◆ WRITTEN TASK:
Copy the lines below, replacing each "could you provide those for" with "please give those for" and changing nothing else.
— Start of AVAILABLE DATA —
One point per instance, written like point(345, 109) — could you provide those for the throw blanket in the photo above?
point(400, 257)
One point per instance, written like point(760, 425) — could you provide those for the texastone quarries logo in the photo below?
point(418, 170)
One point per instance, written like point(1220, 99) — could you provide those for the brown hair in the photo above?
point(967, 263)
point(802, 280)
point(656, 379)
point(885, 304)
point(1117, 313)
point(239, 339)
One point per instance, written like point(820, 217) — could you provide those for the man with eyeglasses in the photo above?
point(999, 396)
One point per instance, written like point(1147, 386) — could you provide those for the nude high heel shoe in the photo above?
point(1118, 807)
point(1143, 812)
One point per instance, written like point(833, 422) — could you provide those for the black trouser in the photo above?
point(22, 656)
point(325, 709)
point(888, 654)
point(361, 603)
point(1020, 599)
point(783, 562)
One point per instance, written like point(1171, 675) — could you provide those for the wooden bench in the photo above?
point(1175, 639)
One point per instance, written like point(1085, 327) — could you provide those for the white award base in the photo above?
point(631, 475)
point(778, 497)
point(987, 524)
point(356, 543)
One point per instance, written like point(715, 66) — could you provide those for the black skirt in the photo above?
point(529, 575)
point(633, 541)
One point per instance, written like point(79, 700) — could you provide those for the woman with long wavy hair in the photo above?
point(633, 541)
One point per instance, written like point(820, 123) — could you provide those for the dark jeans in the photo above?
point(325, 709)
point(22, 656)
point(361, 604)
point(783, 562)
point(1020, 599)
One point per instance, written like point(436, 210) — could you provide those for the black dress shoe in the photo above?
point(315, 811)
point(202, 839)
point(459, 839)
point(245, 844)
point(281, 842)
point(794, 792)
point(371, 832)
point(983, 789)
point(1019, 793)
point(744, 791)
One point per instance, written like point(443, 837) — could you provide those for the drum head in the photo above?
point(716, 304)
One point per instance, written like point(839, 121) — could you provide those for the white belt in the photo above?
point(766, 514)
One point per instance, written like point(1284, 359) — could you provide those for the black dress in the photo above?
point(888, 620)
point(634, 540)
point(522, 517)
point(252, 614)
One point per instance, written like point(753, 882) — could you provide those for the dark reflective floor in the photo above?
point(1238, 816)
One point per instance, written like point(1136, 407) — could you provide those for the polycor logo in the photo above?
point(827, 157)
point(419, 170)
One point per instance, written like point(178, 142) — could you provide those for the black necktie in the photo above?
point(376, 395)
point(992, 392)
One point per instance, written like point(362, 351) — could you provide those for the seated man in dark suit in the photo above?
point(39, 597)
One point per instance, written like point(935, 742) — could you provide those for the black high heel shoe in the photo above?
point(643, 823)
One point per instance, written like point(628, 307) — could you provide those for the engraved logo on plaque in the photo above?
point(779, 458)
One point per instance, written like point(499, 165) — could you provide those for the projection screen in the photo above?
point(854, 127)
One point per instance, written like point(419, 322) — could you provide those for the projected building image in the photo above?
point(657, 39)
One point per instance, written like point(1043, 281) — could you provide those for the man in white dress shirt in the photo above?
— End of AVAILABLE DATA —
◆ THE ANSWER:
One point per instance, written like point(345, 109) — please give those for the throw blanket in the photo above?
point(400, 257)
One point per instance, written like point(760, 425) — please give those for the texastone quarries logo in the photo below?
point(418, 170)
One point per instance, written like point(1220, 99) — please give those for the brown hair in the photo above?
point(967, 263)
point(802, 280)
point(656, 379)
point(885, 304)
point(1117, 313)
point(239, 339)
One point per instance, written like point(820, 217) — please give those for the man with eyeglasses in the photo above?
point(999, 396)
One point per instance, written like point(1147, 386) — please give those for the nude high heel shoe in the photo above?
point(1118, 807)
point(1143, 812)
One point per instance, written like point(833, 422) — please give those for the black trouser in the photo above?
point(22, 656)
point(325, 709)
point(888, 654)
point(361, 603)
point(1020, 599)
point(783, 562)
One point per instance, written like point(1171, 675) — please give those for the wooden bench in the photo above?
point(1175, 639)
One point per instance, written like point(1085, 327) — please give those for the white award base in the photo above?
point(631, 475)
point(778, 497)
point(987, 524)
point(356, 543)
One point per instance, written like point(715, 66) — please give those for the black skirt in the photo above?
point(529, 575)
point(633, 541)
One point per instance, written like point(79, 700) — please give those for the woman with long wavy hair in the photo above?
point(633, 541)
One point per instance, written like point(820, 123) — please give those for the dark jeans in the photo above?
point(325, 709)
point(22, 656)
point(361, 604)
point(783, 562)
point(1020, 599)
One point per instance, written like point(436, 210) — please give those for the black dress shoe in the photo above?
point(315, 811)
point(202, 839)
point(459, 839)
point(245, 844)
point(281, 842)
point(794, 792)
point(371, 832)
point(983, 789)
point(1019, 793)
point(744, 791)
One point per instance, written like point(443, 837) — please give those for the drum head in the photo above?
point(716, 304)
One point per instance, written like point(839, 121) — please give those for the white belt in the photo above?
point(766, 514)
One point per instance, written like point(1284, 359) — please give those for the black dress in the photo above?
point(888, 620)
point(634, 540)
point(522, 517)
point(252, 614)
One point per instance, written like point(753, 882) — please give those for the dark reflective floor in the photo above?
point(1238, 816)
One point per instance, written like point(1136, 407) — please give those for the polycor logo in the photo above?
point(827, 157)
point(419, 170)
One point per instance, written like point(178, 142) — please give those for the black necktie in the photo above?
point(376, 395)
point(992, 392)
One point per instance, written like point(362, 351) — please give those for the seated man in dark suit in the photo above?
point(39, 597)
One point per instance, written like point(935, 742) — please give those for the black high heel shoe in the photo above?
point(643, 823)
One point per instance, written like point(628, 307) — please give those for the engraved logo on plaque in the photo above?
point(779, 458)
One point per instance, written like point(499, 165) — please give those for the projection screen in the photo above?
point(854, 127)
One point per instance, written like point(419, 322) — please give those for the projected building image in the photo above?
point(657, 39)
One point per instance, written like point(1043, 281) — please give those for the man in white dress shirt in the photo above?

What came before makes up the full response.